▶ [Challenge]
Transcribe the records below exactly, leaving out any pictures.

▶ [Supplied data]
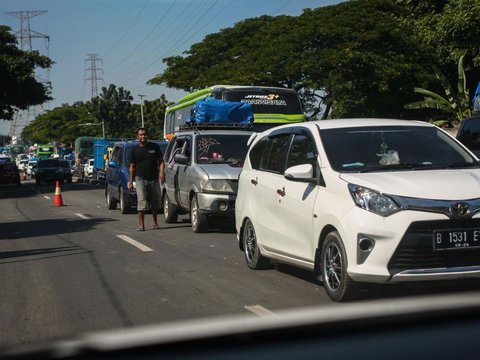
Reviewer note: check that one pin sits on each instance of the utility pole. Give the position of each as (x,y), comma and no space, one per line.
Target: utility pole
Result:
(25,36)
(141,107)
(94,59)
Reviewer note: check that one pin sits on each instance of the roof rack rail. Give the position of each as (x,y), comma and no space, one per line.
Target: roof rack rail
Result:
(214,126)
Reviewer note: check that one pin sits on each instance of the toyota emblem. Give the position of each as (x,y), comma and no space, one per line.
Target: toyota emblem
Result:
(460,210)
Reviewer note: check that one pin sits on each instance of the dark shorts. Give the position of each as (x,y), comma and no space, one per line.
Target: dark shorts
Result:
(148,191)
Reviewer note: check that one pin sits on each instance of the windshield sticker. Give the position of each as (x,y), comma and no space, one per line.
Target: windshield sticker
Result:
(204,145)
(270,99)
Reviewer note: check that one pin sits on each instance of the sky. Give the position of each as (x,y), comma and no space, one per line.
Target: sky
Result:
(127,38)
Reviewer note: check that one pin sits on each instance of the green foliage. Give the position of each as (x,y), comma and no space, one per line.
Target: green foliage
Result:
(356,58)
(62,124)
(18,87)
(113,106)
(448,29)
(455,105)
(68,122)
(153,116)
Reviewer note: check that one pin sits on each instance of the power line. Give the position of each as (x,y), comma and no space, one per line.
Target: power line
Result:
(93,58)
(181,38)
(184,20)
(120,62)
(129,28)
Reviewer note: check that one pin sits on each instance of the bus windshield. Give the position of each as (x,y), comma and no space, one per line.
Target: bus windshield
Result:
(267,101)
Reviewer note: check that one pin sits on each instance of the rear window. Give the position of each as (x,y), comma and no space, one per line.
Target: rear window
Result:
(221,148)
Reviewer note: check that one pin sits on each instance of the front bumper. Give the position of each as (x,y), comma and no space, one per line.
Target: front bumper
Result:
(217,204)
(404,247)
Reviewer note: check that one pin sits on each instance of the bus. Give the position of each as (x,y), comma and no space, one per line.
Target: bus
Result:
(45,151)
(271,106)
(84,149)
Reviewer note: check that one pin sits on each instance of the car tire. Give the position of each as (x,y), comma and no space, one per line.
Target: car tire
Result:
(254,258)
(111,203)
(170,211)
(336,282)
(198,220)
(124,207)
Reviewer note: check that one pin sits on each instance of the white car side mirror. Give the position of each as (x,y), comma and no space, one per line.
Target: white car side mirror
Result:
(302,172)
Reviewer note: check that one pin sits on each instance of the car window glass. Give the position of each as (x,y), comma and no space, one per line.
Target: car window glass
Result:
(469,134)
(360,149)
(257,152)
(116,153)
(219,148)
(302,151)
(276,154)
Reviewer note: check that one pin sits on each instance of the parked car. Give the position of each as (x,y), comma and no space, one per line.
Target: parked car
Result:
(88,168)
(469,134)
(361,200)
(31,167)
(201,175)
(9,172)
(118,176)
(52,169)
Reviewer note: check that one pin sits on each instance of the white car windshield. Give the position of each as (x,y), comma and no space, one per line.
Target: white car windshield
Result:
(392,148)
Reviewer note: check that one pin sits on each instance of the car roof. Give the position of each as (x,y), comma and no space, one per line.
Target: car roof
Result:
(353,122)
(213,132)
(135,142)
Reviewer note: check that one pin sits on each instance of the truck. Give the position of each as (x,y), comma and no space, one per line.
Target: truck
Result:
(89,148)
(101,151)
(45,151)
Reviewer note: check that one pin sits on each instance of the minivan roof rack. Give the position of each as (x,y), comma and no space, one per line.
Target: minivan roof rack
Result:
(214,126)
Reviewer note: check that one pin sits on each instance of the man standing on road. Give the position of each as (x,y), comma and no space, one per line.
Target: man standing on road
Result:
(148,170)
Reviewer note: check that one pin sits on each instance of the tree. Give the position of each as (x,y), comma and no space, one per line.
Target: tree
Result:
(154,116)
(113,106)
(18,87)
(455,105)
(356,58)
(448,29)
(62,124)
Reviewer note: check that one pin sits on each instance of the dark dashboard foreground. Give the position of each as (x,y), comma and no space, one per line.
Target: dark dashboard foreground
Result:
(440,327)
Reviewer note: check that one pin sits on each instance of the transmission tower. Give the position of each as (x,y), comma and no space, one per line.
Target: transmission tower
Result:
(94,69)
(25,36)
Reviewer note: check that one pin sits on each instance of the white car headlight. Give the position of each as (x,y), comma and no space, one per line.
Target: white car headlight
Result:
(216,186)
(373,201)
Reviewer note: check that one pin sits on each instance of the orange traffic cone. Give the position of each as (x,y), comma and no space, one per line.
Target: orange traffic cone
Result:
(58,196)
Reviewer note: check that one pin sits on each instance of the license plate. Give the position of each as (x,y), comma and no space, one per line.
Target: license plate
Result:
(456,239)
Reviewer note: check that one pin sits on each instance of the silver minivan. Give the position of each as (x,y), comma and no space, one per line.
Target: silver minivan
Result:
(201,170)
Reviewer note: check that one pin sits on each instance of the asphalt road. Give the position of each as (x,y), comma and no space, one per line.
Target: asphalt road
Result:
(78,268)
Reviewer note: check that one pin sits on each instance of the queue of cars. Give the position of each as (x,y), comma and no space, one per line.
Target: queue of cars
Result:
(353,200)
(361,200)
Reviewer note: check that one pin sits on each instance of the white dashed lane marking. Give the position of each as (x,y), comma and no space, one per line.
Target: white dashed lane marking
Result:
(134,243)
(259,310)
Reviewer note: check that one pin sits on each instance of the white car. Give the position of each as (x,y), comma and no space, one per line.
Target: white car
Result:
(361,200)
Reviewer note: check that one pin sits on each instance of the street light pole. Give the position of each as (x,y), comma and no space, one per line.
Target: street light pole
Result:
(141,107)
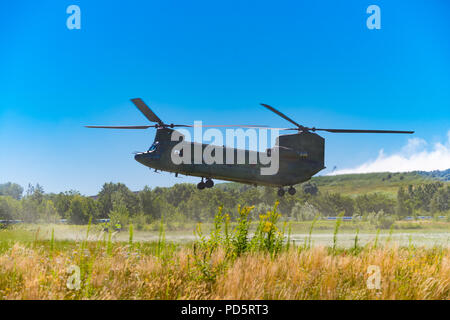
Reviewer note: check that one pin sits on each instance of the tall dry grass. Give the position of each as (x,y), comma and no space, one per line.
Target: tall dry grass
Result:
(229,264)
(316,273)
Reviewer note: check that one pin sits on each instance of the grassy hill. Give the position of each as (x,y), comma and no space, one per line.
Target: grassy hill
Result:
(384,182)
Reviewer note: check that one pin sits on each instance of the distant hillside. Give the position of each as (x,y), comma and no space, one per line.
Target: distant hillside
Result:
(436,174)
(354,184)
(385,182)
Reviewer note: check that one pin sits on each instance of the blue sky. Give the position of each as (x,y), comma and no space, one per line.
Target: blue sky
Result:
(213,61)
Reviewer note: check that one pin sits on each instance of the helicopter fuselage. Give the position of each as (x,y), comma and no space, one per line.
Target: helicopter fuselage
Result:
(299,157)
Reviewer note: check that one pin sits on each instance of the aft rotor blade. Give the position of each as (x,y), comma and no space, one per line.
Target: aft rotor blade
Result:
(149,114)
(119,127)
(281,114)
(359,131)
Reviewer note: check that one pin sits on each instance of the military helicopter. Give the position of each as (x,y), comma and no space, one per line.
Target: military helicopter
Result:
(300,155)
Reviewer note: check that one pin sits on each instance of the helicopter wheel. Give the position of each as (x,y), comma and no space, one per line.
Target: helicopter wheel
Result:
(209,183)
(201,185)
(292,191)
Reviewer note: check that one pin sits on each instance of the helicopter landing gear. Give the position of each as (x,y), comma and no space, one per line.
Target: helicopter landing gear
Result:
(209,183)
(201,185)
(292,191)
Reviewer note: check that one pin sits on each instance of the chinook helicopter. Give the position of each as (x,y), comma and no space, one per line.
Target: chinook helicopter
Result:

▶ [Task output]
Reviewer note: check that one pin sits on each instance of the utility pole. Give the position of each as (x,y), comma and no space, one per line.
Target: utility pole
Result:
(25,36)
(141,107)
(94,59)
Reviewer note: check that one pin sits on each instance of the roof rack rail. Give the position of each as (x,y), comma and no space, one per line.
Target: roof rack rail
Result:
(214,126)
Reviewer note: check that one pin sits on each instance of the toyota emblem. Give the position of each as (x,y), comma and no space, one per line.
Target: toyota emblem
Result:
(460,210)
Reviewer note: check that one pin sits on each instance of the dark shorts. Give the position of each as (x,y), comma and no space, one per line.
Target: dark shorts
Result:
(148,191)
Reviewer note: check that one pin sits on each instance of the windshield sticker. Give the position of each as (x,y), comma and no space, one per line.
Target: windshield sticker
Result:
(204,145)
(270,99)
Reviewer note: check that one pin sits on each instance of the sky. Give the position of each as (x,y), comma and no space, one per line.
Target: sky
Result:
(127,38)
Reviewer note: check that one pin sits on each instance of the green foliage. Give the position of each as (x,y), comma and no space, one per line.
Target: green foliage
Result:
(356,58)
(62,124)
(18,87)
(113,106)
(448,29)
(455,105)
(68,122)
(153,116)
Reviewer note: check that one pin sits on each instance of the power line. Give the position of each as (x,y), comma and no space, one per line.
Target: power line
Result:
(93,58)
(181,38)
(184,20)
(120,62)
(129,28)
Reviewer note: check that one pin sits on each instance of the bus windshield. Give the position of each as (x,y), comma and no space, one per line.
Target: bus windshield
Result:
(267,101)
Reviewer note: check that one pin sits on each instance of the rear window. Give the position of each as (x,y), comma and no space, one per line.
Target: rear window
Result:
(221,148)
Reviewer note: check that one pin sits on each instance of the front bumper. Give the position of each as (x,y), comma and no space, one per line.
Target: front bumper
Result:
(217,204)
(404,247)
Reviewer note: check that one pin sits on each instance of the bus. Give the position of each as (x,y), comma and no space, one per line.
Target: bus
Result:
(45,151)
(271,106)
(84,149)
Reviewer note: check that one pin sits on each instance of the car tire. Give the position of each as (x,y), comma and no space, one per line.
Target: car tire
Result:
(254,258)
(111,203)
(170,211)
(336,282)
(198,220)
(124,207)
Reviewer note: check that one pin sits on each instance of the white car side mirror. Give the position of each as (x,y), comma and no space, one per line.
Target: white car side mirror
Result:
(302,172)
Reviewer note: check that one pin sits on each instance of the car window glass. Give the position of each as (x,y), comma and no space, one per line.
Target: car window glass
Result:
(469,134)
(360,149)
(257,152)
(116,153)
(219,148)
(302,151)
(276,154)
Reviewer note: check that one pin sits on each instance of the parked car. Give the position of each as (x,y), comma and no space, one per line.
Target: parked car
Result:
(88,168)
(469,134)
(361,200)
(31,167)
(201,175)
(9,172)
(118,176)
(52,169)
Reviewer note: check that one pin sits on each instance of the white car windshield. Give the position of each as (x,y), comma and no space, one per line.
Target: white car windshield
Result:
(392,148)
Reviewer note: check that one pin sits on each instance of the car roof. Give the position of each as (x,y), comma and no space, one per line.
Target: car roof
Result:
(353,122)
(213,132)
(135,142)
Reviewer note: check that one pin sits on each instance of the truck. Give the position of each as (x,y), comma and no space, one per line.
Target: truck
Result:
(89,148)
(101,151)
(45,151)
Reviewer note: check that one pin sits on each instance of the minivan roof rack. Give the position of each as (x,y), comma and no space, one per line.
Target: minivan roof rack
Result:
(214,126)
Reviewer note: check that one pin sits on each instance of the man standing on road. Give the position of each as (x,y), comma and no space, one per line.
Target: man standing on road
Result:
(148,170)
Reviewer note: check that one pin sits on each instance of the tree. Give the position of each as (x,y), comma and no space, one per line.
Target: tree
Result:
(154,116)
(113,106)
(18,87)
(455,105)
(356,58)
(448,29)
(62,124)
Reviewer note: check that one pin sits on each instance of the dark dashboard foreground. Give the position of each as (x,y), comma and no space, one per line.
Target: dark dashboard foreground
Result:
(440,327)
Reviewer note: check that one pin sits on each instance of the transmission tower. Give the position of each as (x,y), comma and no space, one per line.
Target: transmission tower
Result:
(94,69)
(25,36)
Reviewer note: check that one pin sits on each instance of the white car headlight. Give the position of each as (x,y), comma and no space, one per line.
Target: white car headlight
Result:
(216,186)
(373,201)
Reviewer note: check that one pin sits on each instance of the orange traffic cone. Give the position of each as (x,y), comma and no space, one per line.
Target: orange traffic cone
Result:
(58,196)
Reviewer note: check that one pin sits on each instance of the license plate. Give the position of each as (x,y), comma and no space, one per line.
Target: license plate
Result:
(456,239)
Reviewer note: check that one pin sits on each instance of the silver minivan. Give the position of each as (x,y), comma and no space, one per line.
Target: silver minivan
Result:
(201,170)
Reviewer note: check that one pin sits on each instance of the asphalt road. Give the position of each as (x,y), comma and no space, one per line.
Target: asphalt road
Result:
(78,268)
Reviewer note: check that one pin sits on each instance of the queue of cars. Give the position of each as (x,y), comma and no space, one per line.
Target: queue of cars
Result:
(353,200)
(361,200)
Reviewer note: check that one pin sits on each instance of the white dashed lane marking. Give the position of each as (x,y), comma and no space, one per line.
Target: white dashed lane marking
Result:
(134,243)
(259,310)
Reviewer note: check that one pin sits on each instance of the white car. Give the position of each as (x,y), comma and no space, one per line.
Target: white car
Result:
(361,200)
Reviewer note: check that one pin sits on each instance of the street light pole. Give the position of each as (x,y), comma and no space, one per line.
Target: street light pole
Result:
(141,107)
Reviewer note: check that one pin sits on each instance of the tall dry grass. Give the position of each as (x,y), comma and no space, one per line.
Target: tall dry grass
Result:
(229,264)
(316,273)
Reviewer note: check that one pin sits on each instance of the grassy hill. Give the position of each as (x,y), comma and no space, one per line.
Target: grassy hill
Result:
(384,182)
Reviewer note: check that one pin sits on each instance of the distant hillside. Give the position of each as (x,y), comma and no space, one per line.
Target: distant hillside
Result:
(436,174)
(354,184)
(385,182)
Reviewer note: check that one pin sits on each instance of the blue sky. Give the position of each as (x,y), comma and no space, one per line.
Target: blue sky
Result:
(213,61)
Reviewer note: check that one pin sits on each instance of the helicopter fuselage. Give the position of each as (x,y), comma and no space, one per line.
Target: helicopter fuselage
Result:
(299,157)
Reviewer note: check that one pin sits on each instance of the aft rotor blade. Give the position of each as (x,y), comma and no space, one per line.
Target: aft rotor blade
Result:
(149,114)
(119,127)
(281,114)
(359,131)
Reviewer note: check that one pin sits on each instance of the military helicopter. Give the position of each as (x,y), comma and no space, one per line.
Target: military helicopter
Result:
(300,155)
Reviewer note: check that one pin sits on each instance of the helicopter wheel. Give the position of each as (x,y), comma and no space, one per line.
Target: helicopter wheel
Result:
(209,183)
(201,185)
(292,191)
Reviewer note: check that one pin sits on each instance of the helicopter landing gear. Give the position of each as (x,y), comma and no space, one per line.
Target: helicopter landing gear
Result:
(209,183)
(201,185)
(292,191)
Reviewer note: check that one pin sits on each instance of the chinook helicopter. Give the position of each as (x,y), comma and no space, one per line.
Target: chinook helicopter
Result:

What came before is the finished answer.